Descriptive statistics were calculated for patients’, clinicians’, and FCE characteristics, and presented as means and standard deviations for continuous variables, and counts and percentages for categorical variables. In order to assess the explanatory value of biopsychosocial determinants for FCE results, while considering the nested design (participants within clinicians within countries), multilevel regression analyses were performed. The models were created with patients as level 1, clinicians as level 2, and measurement countries as level 3. These multilevel models involved biopsychosocial variables as independent variables and FCE test results as dependent variables.
The multilevel modeling with MLwiN software was conducted. MLwiN uses the Restricted Iterative Generalized Least-Squares (RIGLS) method to examine a model’s goodness of fit. To establish whether the addition of a variable was a significant improvement to the model’s fit, the most recent model’s deviance (− 2 * LogLikelihood) was compared to the previous model’s. The following process was applied:
-
First, 1-level and 3-level null models were built per dependent variable. To evaluate whether clinician and country had a significant effect on the dependent variables, 1-level null models were compared to 3-level null models (i.e. accounted for variance within clinicians and countries).
-
Second, biopsychosocial variables were separately added as fixed effects to the 3-level null model. To determine the association of each of these with FCE test results, the 3-level null model was compared to each biopsychosocial variable’s 3-level model.
-
Third, a selection of the variables to be entered into the multiple multilevel models was made. A minimum of ten measurements per variable is required for valid multiple regression models [43, 44]; therefore, the number of biopsychosocial variables included in the multiple multilevel regression models was limited. This selection of variables was made based on the statistical significance level from the simple multilevel models.
-
Fourth, a series of multiple multilevel models were performed with biopsychosocial variables entered in a stepwise-forward method. When building the multiple multilevel models, only the independent variables that significantly improved the model’s fit (p < 0.05) remained. The statistical significance of the final models was established at p < 0.05.
The reported results of the simple multilevel regression analyses were fixed effect’s explained variance (R2) and p value. R2 was calculated as \((\upsigma _{0}^{2} - \upsigma _{1}^{2})/(\upsigma _{0}^{2}),\) where \(\upsigma _{0}^{2}\)is the variance of the 3-level null model and \(\upsigma _{1}^{2}\)the variance of the 3-level model with the variable [45]. The reported results of the multiple multilevel regression analyses were fixed effect’s unstandardized coefficient and its standard error. Total variance explained by fixed effects was reported as a measure of the relevance of all fixed effects in the final models. To determine the total residual variance which was due to clinicians and countries, or, in other words, the correlation of the outcomes within clinicians and countries, the intraclass correlation (ICC) was calculated.
Diagnostic and descriptive analyses were performed using SPSS software version 22.0 (IBM Corp., NY) and multilevel regression analyses with MLwiN software version 2.35 (Centre for Multilevel Modelling, University of Bristol, UK).

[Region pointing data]
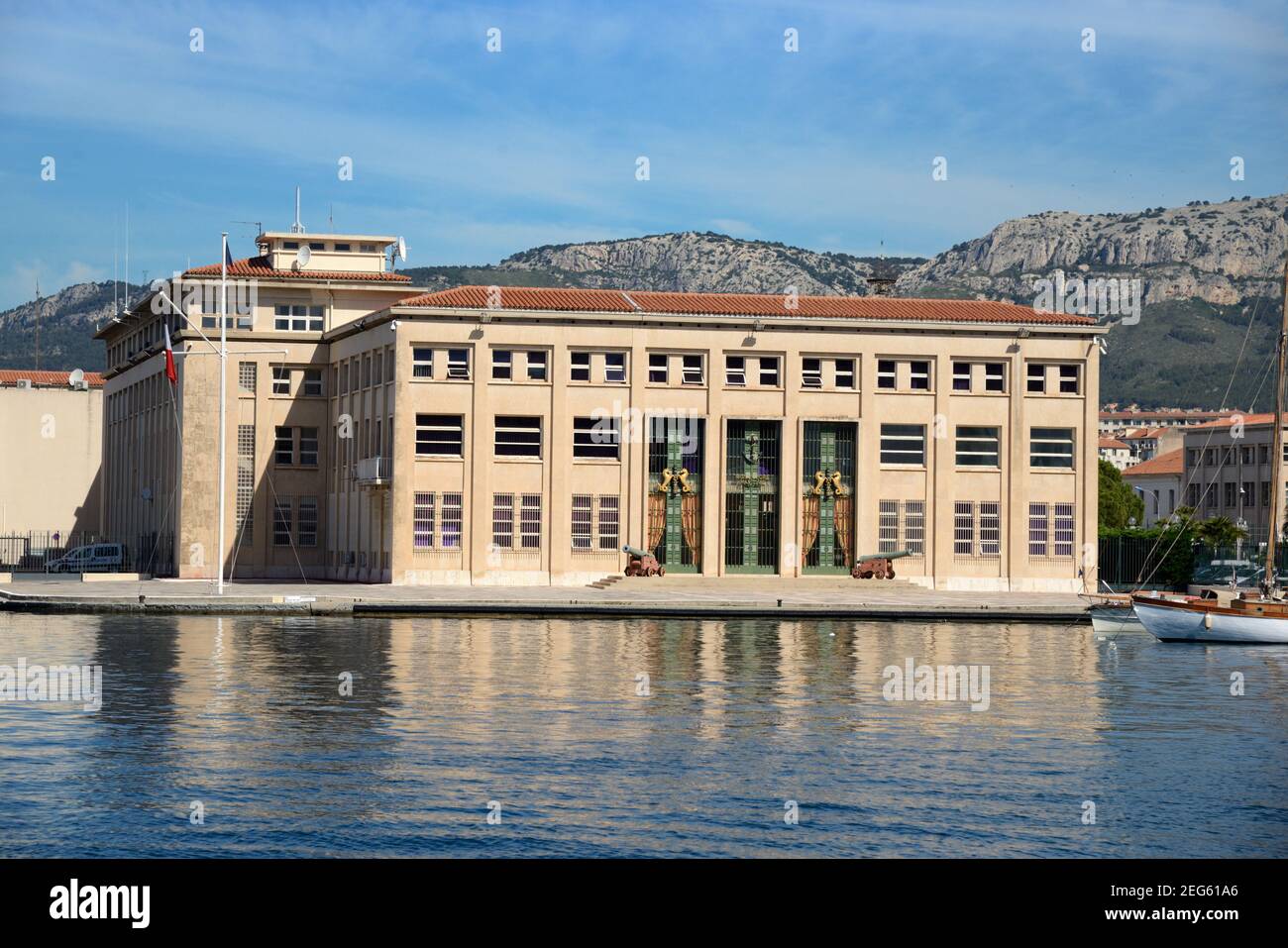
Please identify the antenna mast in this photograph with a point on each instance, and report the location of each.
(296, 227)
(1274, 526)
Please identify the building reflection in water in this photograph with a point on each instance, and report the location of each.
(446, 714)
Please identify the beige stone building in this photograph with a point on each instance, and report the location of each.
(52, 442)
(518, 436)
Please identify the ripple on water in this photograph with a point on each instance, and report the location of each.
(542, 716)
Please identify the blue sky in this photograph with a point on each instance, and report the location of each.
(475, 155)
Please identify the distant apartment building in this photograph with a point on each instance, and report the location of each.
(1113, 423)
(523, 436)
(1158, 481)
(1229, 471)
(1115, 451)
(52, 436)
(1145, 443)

DIRECTIONS: Print the passage of the statistical methods text from "The reported results of the simple" to "(ICC) was calculated.".

ANSWER SPACE:
The reported results of the simple multilevel regression analyses were fixed effect’s explained variance (R2) and p value. R2 was calculated as \((\upsigma _{0}^{2} - \upsigma _{1}^{2})/(\upsigma _{0}^{2}),\) where \(\upsigma _{0}^{2}\)is the variance of the 3-level null model and \(\upsigma _{1}^{2}\)the variance of the 3-level model with the variable [45]. The reported results of the multiple multilevel regression analyses were fixed effect’s unstandardized coefficient and its standard error. Total variance explained by fixed effects was reported as a measure of the relevance of all fixed effects in the final models. To determine the total residual variance which was due to clinicians and countries, or, in other words, the correlation of the outcomes within clinicians and countries, the intraclass correlation (ICC) was calculated.